* [Provided text]

——

Advanta Business Receivables Corp.
639 Isbell Road, Suite 390
Reno, Nevada 89509

         Re:      ADVANTA BUSINESS CARD MASTER TRUST
                  ASSET BACKED NOTES

Ladies and Gentlemen:

                  We have acted as special tax counsel to Advanta Business
Receivables Corp., a Nevada corporation ("ABRC"), in connection with the filing
by ABRC, on behalf of Advanta Business Card Master Trust (the "Trust"), with the
Securities and Exchange Commission under the Securities Act of 1933, as amended
(the "Act"), of a Registration Statement on Form S-3, Registration No. 333-32874
(the "Registration Statement"), and Amendment No. 1 to the Registration
Statement, filed by ABRC under the Act, registering its Asset Backed Notes
secured by receivables in a portfolio of business revolving credit card accounts
and related assets (the "Notes"). The Notes of a particular Series will be
issued pursuant to a Master Indenture (the "Indenture") between the Trust and an
indenture trustee (the "Indenture Trustee"), substantially in the form filed as
Exhibit 4.1 to the Registration Statement, and a related Series Supplement to
the Indenture (the "Series Supplement") between the Trust and the Indenture
Trustee, substantially in the form filed as Exhibit 4.2 to the Registration
Statement. Capitalized terms used herein and not otherwise defined shall have
the meanings ascribed thereto in the form of Indenture.

——

* [Given data]
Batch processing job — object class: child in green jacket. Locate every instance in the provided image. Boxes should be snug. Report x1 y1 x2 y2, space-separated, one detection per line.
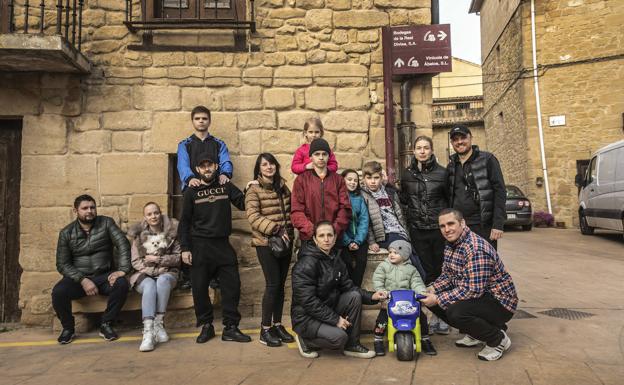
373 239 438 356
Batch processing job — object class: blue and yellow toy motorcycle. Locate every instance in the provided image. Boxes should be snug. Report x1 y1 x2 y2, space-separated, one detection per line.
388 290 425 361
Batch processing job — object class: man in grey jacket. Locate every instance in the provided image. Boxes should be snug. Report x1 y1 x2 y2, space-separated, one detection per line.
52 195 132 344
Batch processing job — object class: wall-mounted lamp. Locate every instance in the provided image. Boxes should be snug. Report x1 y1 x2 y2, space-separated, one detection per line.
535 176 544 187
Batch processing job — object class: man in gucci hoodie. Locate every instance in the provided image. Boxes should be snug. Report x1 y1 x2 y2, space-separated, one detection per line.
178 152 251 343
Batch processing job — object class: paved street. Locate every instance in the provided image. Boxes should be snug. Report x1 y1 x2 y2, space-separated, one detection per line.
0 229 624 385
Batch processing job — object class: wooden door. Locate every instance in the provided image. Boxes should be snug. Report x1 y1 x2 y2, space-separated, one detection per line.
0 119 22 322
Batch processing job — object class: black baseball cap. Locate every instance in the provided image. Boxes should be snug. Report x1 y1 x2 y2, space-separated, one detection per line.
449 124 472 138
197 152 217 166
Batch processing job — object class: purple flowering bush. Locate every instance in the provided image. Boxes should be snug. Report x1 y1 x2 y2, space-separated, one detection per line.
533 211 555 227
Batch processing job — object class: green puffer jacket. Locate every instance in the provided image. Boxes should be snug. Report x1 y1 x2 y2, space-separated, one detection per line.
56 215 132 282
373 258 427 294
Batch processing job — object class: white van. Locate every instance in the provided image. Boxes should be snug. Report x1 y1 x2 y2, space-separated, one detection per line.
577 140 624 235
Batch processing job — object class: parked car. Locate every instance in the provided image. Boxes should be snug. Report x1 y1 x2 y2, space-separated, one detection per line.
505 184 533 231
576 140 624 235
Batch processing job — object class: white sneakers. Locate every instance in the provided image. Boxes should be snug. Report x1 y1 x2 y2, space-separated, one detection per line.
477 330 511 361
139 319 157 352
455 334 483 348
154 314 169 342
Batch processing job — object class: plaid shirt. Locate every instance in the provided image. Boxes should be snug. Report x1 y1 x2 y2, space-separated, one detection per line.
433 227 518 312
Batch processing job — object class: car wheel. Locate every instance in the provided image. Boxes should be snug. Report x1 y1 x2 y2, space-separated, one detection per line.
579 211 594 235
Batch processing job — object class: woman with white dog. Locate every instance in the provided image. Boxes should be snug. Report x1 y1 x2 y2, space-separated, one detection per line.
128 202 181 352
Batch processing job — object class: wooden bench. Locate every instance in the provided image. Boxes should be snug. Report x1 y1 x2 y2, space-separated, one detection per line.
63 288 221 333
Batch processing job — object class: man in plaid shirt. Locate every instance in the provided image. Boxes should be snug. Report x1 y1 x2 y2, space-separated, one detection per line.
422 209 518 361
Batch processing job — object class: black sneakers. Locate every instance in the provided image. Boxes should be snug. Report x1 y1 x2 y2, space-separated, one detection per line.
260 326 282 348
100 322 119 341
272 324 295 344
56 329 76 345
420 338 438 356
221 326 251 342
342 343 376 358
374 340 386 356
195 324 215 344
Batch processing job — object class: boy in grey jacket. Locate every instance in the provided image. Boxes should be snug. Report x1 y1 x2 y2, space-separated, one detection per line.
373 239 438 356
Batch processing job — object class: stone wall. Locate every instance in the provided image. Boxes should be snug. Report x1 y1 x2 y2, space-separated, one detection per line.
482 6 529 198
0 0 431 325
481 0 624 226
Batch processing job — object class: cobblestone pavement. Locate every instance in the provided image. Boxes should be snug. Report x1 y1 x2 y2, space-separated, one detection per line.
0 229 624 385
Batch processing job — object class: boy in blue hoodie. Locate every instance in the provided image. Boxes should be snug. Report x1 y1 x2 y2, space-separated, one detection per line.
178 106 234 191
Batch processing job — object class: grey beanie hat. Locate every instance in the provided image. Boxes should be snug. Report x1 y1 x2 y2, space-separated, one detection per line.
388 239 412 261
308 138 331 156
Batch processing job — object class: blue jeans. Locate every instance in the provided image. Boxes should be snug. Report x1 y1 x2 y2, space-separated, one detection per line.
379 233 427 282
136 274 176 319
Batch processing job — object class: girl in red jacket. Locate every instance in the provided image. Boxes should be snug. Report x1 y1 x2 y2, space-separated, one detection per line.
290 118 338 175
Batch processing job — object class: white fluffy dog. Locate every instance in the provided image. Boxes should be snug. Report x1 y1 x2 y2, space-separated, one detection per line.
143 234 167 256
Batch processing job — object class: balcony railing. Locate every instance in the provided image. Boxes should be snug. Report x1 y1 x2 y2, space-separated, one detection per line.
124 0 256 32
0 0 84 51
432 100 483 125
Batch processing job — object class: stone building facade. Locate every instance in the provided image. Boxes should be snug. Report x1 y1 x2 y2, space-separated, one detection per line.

——

* [Short problem 1] In the letter, what kind of corporation is Advanta Business Receivables Corp. described as?
* [Short problem 2] Translate this sentence from the letter into Spanish: "Capitalized terms used herein and not otherwise defined shall have the meanings ascribed thereto in the form of Indenture."

* [Response 1] A Nevada corporation.

* [Response 2] Los términos en mayúscula utilizados en el presente documento y no definidos de otro modo tendrán los significados que se les atribuyen en el modelo de Contrato de Emisión.